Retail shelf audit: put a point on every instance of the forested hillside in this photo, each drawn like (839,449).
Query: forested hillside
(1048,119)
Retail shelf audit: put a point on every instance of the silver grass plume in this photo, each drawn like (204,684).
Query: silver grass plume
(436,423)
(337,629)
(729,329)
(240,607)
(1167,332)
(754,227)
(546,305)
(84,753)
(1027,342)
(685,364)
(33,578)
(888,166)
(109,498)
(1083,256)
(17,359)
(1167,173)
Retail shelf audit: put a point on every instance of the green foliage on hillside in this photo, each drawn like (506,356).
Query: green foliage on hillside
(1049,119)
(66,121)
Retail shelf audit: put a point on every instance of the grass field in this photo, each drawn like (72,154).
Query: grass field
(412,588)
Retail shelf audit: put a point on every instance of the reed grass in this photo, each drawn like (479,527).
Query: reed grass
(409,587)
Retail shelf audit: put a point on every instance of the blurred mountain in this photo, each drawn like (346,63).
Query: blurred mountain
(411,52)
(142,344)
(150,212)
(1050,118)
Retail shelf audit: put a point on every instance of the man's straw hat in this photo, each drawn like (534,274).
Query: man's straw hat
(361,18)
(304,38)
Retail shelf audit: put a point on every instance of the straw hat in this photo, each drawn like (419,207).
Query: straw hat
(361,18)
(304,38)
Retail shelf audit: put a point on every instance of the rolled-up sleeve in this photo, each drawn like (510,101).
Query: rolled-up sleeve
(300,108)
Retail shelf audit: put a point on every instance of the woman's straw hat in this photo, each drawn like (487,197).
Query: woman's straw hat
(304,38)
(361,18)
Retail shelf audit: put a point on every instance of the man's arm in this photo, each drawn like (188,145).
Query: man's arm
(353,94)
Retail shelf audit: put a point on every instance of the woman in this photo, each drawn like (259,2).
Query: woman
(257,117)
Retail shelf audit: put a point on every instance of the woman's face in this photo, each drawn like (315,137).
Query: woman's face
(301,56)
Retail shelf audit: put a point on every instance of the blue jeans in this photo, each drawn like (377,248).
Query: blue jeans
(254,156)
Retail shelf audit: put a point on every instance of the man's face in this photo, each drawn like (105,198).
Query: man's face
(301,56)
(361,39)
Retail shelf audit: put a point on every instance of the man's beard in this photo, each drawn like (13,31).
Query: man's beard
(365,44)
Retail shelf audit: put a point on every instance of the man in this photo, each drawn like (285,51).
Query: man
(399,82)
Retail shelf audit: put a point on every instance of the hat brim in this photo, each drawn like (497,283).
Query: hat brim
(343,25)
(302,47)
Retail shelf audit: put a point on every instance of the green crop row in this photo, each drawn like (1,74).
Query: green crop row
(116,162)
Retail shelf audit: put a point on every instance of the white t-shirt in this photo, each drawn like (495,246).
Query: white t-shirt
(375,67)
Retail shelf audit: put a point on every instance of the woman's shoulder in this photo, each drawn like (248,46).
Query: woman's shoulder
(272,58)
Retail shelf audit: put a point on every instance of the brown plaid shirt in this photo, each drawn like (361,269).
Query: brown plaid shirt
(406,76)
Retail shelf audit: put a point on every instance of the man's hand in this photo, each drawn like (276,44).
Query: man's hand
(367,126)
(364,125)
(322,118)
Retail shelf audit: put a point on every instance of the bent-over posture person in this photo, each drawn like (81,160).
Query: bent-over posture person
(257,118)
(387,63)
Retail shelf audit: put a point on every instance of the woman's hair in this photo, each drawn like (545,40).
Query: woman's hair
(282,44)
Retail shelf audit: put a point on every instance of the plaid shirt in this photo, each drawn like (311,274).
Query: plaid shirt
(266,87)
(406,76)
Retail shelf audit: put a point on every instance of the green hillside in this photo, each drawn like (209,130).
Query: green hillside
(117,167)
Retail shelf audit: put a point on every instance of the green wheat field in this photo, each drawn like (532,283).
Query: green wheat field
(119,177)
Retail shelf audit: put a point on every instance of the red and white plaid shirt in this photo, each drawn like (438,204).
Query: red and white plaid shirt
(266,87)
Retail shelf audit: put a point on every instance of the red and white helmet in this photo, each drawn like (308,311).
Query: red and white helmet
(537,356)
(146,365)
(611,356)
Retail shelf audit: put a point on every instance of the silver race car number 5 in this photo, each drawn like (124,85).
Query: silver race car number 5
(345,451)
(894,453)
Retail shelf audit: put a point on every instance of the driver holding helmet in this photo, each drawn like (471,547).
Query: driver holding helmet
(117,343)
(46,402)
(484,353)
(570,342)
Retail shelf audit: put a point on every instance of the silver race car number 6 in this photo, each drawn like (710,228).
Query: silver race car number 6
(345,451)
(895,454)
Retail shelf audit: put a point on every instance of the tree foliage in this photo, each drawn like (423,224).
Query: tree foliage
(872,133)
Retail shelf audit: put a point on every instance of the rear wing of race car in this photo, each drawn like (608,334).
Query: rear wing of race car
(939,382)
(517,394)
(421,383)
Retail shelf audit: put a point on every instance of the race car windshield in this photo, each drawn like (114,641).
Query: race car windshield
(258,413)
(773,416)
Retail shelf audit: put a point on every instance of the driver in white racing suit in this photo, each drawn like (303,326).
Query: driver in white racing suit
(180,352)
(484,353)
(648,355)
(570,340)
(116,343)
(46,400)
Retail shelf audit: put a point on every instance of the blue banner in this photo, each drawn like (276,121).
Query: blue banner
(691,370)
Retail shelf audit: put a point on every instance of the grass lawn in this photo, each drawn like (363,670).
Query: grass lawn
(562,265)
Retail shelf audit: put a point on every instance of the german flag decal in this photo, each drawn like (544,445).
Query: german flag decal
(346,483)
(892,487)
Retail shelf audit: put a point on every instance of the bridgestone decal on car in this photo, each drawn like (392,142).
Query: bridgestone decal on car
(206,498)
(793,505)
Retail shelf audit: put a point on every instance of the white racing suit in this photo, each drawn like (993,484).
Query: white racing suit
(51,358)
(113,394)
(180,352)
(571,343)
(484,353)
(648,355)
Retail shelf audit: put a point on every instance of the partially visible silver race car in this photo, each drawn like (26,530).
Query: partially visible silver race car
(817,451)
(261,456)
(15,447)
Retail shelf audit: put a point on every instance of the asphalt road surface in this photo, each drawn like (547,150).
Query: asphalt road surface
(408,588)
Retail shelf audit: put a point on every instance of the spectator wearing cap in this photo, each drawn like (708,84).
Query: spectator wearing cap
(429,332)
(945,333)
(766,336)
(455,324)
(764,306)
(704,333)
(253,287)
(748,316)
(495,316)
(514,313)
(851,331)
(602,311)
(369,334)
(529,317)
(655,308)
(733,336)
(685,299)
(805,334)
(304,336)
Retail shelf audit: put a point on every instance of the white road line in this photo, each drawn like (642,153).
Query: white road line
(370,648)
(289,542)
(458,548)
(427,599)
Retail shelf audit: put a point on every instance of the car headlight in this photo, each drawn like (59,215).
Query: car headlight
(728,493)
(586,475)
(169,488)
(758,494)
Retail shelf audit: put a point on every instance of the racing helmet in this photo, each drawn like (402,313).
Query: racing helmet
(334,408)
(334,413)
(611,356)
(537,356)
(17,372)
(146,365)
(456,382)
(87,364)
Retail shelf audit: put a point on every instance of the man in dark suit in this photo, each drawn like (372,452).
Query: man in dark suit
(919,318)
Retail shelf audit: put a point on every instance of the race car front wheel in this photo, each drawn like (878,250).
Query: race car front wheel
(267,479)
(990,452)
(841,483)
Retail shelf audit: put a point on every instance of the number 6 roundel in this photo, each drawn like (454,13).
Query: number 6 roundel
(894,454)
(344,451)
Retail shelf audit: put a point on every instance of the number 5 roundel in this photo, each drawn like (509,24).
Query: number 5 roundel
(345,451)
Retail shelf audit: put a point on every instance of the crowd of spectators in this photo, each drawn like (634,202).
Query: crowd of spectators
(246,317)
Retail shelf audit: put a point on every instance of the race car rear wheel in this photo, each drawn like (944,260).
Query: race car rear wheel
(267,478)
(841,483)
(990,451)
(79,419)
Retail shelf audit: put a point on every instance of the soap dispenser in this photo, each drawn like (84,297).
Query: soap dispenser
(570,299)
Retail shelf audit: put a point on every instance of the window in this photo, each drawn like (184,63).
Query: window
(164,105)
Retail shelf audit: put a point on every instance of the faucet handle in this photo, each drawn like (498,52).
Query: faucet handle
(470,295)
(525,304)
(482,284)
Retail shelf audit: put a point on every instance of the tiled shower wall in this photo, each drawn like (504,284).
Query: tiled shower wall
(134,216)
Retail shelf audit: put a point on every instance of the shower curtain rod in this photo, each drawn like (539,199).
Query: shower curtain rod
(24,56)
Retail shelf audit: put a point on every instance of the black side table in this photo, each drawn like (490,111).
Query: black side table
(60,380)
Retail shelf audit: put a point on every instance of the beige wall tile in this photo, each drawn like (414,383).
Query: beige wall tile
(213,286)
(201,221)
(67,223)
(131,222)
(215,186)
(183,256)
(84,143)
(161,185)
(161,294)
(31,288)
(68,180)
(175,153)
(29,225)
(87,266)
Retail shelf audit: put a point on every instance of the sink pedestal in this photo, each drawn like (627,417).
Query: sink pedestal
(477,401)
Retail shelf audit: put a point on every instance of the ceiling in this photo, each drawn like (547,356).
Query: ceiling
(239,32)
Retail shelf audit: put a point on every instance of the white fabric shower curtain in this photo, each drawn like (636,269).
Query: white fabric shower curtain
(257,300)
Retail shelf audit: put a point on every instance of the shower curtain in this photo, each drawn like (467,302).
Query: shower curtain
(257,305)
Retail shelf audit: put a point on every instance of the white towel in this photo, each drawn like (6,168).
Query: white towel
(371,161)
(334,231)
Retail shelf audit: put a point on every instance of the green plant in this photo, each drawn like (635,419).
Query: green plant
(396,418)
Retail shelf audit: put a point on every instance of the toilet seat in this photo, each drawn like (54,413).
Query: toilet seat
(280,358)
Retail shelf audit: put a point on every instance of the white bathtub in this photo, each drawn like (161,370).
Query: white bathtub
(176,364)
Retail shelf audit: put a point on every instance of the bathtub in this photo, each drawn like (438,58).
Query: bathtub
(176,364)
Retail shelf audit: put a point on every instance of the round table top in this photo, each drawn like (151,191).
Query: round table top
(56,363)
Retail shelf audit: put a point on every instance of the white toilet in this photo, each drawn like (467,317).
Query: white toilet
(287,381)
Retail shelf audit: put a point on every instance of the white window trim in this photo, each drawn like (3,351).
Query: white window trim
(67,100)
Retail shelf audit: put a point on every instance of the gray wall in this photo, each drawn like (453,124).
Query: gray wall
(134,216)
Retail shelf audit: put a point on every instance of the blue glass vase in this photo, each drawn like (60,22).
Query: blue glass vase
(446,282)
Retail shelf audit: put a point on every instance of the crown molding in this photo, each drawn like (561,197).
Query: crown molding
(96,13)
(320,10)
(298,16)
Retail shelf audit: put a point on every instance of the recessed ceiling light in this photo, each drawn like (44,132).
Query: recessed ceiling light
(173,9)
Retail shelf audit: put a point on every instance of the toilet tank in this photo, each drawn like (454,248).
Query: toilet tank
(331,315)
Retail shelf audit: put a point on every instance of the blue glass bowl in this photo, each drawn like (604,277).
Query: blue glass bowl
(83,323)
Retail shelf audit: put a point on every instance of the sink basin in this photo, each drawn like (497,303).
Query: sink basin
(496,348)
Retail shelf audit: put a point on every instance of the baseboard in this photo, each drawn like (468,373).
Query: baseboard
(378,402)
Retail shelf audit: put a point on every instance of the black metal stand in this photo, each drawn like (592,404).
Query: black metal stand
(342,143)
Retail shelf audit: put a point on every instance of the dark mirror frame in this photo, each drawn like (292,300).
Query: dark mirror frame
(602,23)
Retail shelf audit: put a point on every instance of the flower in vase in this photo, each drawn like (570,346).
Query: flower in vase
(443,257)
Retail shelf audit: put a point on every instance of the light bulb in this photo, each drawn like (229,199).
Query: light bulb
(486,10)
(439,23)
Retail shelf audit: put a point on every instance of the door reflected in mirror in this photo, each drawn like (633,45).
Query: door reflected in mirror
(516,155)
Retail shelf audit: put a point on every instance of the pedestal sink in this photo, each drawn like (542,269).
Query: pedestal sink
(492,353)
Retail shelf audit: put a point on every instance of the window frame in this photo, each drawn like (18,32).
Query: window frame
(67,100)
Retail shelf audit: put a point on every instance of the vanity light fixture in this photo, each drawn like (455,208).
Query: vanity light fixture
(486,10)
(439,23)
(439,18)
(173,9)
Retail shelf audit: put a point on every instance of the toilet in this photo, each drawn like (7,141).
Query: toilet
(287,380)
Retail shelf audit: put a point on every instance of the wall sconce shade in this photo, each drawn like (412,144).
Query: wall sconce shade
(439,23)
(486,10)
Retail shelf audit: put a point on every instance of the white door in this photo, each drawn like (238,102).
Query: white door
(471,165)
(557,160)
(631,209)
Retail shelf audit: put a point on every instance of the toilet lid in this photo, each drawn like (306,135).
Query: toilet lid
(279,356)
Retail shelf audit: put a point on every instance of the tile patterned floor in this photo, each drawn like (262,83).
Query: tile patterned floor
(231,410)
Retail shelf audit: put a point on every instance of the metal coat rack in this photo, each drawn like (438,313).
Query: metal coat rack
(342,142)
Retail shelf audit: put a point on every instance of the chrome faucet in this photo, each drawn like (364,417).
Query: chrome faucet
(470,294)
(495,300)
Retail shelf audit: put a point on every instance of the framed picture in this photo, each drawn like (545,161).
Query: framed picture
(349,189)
###
▶ **WHAT NEEDS TO BE DONE**: Take the entries above and copy them exactly from the first line through the line with "drawn like (419,207)."; leave out every line after it.

▶ **OUTPUT BELOW**:
Retail shelf audit: put a point on every instance of the forested hillside in this photo, each drawn like (839,449).
Query: forested hillside
(1048,119)
Retail shelf audit: put a point on every instance of the silver grass plume in this photo, each drawn like (204,684).
Query: silver grass plume
(436,423)
(337,629)
(729,329)
(240,607)
(1167,332)
(754,227)
(546,305)
(84,753)
(1027,342)
(685,364)
(33,578)
(888,166)
(109,498)
(1083,256)
(17,359)
(1167,173)
Retail shelf audit: put a point on every instance of the green foliage on hillside in this photo, each drawn like (506,356).
Query: green foliage on hillside
(1049,119)
(66,121)
Retail shelf audit: put a point on every instance of the grass field in this photo, each drawn like (72,154).
Query: grass field
(412,588)
Retail shelf audit: put a point on every instance of the reed grass in this photo, each drawn like (479,527).
Query: reed grass
(409,587)
Retail shelf audit: put a point on every instance of the blurred mountain in this photo, each drawn like (346,63).
Query: blurred mountain
(411,52)
(142,344)
(150,212)
(1050,118)
Retail shelf audit: put a point on every instance of the man's straw hat in this photo, each drawn like (534,274).
Query: man's straw hat
(361,18)
(304,38)
Retail shelf audit: put a point on every instance of the straw hat in this photo, each drawn like (419,207).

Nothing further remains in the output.